Inside the courtyard are various archways offering private lounges with sofas and chairs, oversized foosball room and a DJ booth mixing one of the best underground-mixes in Europe. Summer features weekly theme nights, including an outdoor cinema showing sports games and the occasional film noir.
10 a.m. -- Hit Budapest's Best Shopping
Don't waste your time browsing the clothing stores you already have in New York or London. Instead, hit Budapest's treasure trove of antique shops.
Unlike the pristine antique parlors of Paris, these shops are dusty warehouse spaces where pieces are lined up like a junkyard and rare objects from paintings to rugs and jewelry are ripe for the picking. Head to Falk Miksa utca in Budapest's fifth district, where a shady tree-lined street of period architectural buildings is home to shops like Szent István körút.
Don't let the size of the upstairs space confuse you, most shops offer basement-level storage areas where the real goods are hidden.
2 p.m. -- Do Spa With the Locals
Budapest is the original spa city, built on 118 natural thermal springs that supply the city in a wealth of bubbly rejuvenating baths. Located on the Buda side of the Danube, make your way to the mother of all thermal baths at the Hotel Gellert.
Opened in 1918, the hotel is a decadent beaux-arts style hotel and spa known for its in-house medical facilities and leisure-minded spa open to the public. Guests enter via a box-office-style cashier that feels like a municipal swimming pool. The dramatic reception area is impressive, although in need of refurbishment, leading to a labyrinth-like walk to the locker area above several of the elaborate bathing halls.
Whether booking in for a massage, or simply enjoying the outdoor pool and sun terrace complete with on-the-hour wave pool, make sure to pack a good swimsuit.
8 p.m. -- Not Your Average Cruise Ship
The deliciousness of its location is hard to debate, located directly on the Danube overlooking the Buda Castle and Chain Bridge. A replica of a big white barge, like many that will sail by during dinner, Spoon was launched in late 2003 as a quirky idea for a trendy eatery offering some of the town's best views and food.
The result has been successful -- any pretense to eating on a barge is lost upon entering the modern reception area flanked by elegant staff and trendy modern decor.

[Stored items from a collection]

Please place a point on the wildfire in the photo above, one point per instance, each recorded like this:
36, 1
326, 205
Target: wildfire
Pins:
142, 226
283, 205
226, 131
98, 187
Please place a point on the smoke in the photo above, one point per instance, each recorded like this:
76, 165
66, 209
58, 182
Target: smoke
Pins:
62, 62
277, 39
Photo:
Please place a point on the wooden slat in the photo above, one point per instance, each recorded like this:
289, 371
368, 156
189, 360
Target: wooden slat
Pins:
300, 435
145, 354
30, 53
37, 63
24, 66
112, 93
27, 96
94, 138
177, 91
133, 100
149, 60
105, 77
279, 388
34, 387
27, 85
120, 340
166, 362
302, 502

• _Work task_
Continue the Budapest travel text after its last sentence.

• _Written response_
The space is divided between two restaurants, cigar bar, lounge and rooftop terrace for outdoor dining. The crowd is composed of well-heeled locals and the occasional couple strutting their dressiest eveningwear.
12 a.m. -- Spiritual Dance Awakening
The several open-air bars and dance club that line the Danube on both the Buda and Pest sides of the city dominate spring and summer nightlife.
Start off at Buddha Beach, found on the Pest side of the Petofi Bridge. There's no VIP list at this club. Unlike most big city hotspots, an unattended door leads to a well-secured tollbooth, where everyone patiently waits to pay their entrance fee. Two open-air bars as well as an elevated interior space that's used during colder, wetter months surround a large open-plan dance floor that's almost always packed with fast-footed locals.
Once the air gets a little chilly, head-over to nearby A38, located on the Buda side of the river, hosting up-and-coming music acts and DJs like Richie Kortzen year-round.
11 a.m. - Say Goodbye With Brunch
It's time for Sunday brunch at Gallery Café, located within the new Lanchid 19.
On the Buda-side of the famed Chain Bridge, visitors arrive at a space-age façade molded of natural limestone and glass, with small terrace area of bright-pink plastic chairs and café tables. A glass atrium-covered lobby area with transparent floor reveals Roman ruins unearthed during the hotel's renovation.
A glass and steel staircase connects the lobby lounge with the in-house restaurant, which is located on an upper mezzanine level and offers new Hungarian cuisine with revolving artwork from local artists to end your weekend in Budapest on a stylish note.